EXERCISE PROMPT. Tell how many lines in the data below contain "query", using one number as the whole reply.

(Stored data entries)

+++

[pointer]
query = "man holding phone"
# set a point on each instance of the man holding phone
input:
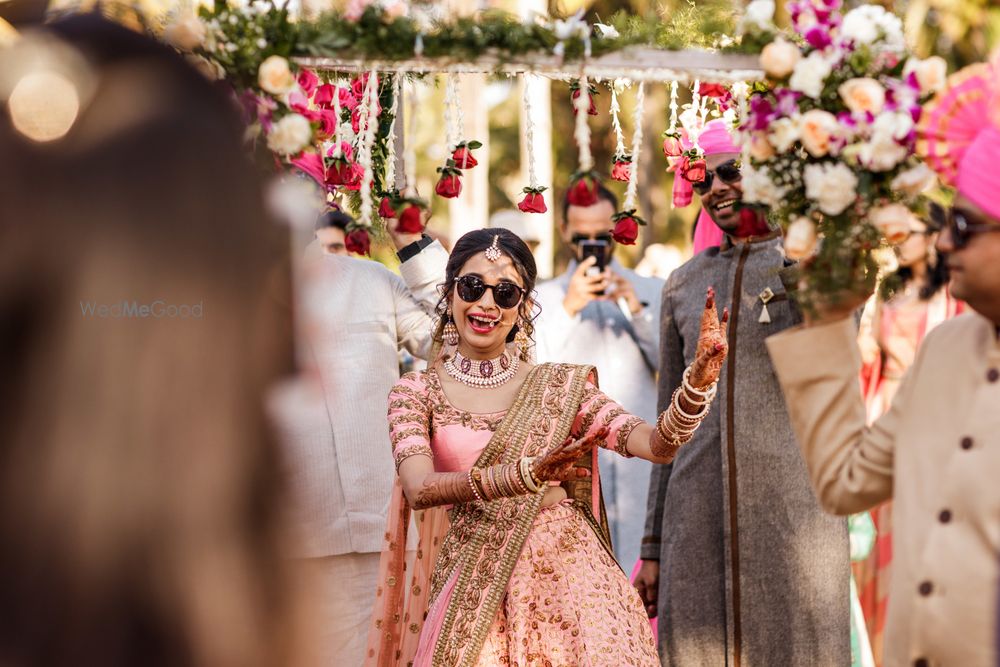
(598, 312)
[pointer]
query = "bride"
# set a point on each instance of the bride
(514, 564)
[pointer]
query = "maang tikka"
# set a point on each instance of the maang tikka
(449, 333)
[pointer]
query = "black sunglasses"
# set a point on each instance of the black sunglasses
(575, 239)
(729, 172)
(506, 294)
(962, 230)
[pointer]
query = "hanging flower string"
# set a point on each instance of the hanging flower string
(583, 183)
(533, 201)
(627, 221)
(620, 167)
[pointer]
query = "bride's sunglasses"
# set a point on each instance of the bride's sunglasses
(729, 172)
(506, 294)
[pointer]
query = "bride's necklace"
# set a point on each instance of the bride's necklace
(482, 373)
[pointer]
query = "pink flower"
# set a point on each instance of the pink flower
(533, 202)
(307, 81)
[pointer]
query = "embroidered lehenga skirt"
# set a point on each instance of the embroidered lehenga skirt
(568, 604)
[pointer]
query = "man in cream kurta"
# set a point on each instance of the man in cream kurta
(936, 452)
(353, 316)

+++

REPLY TO THE EXERCISE. 10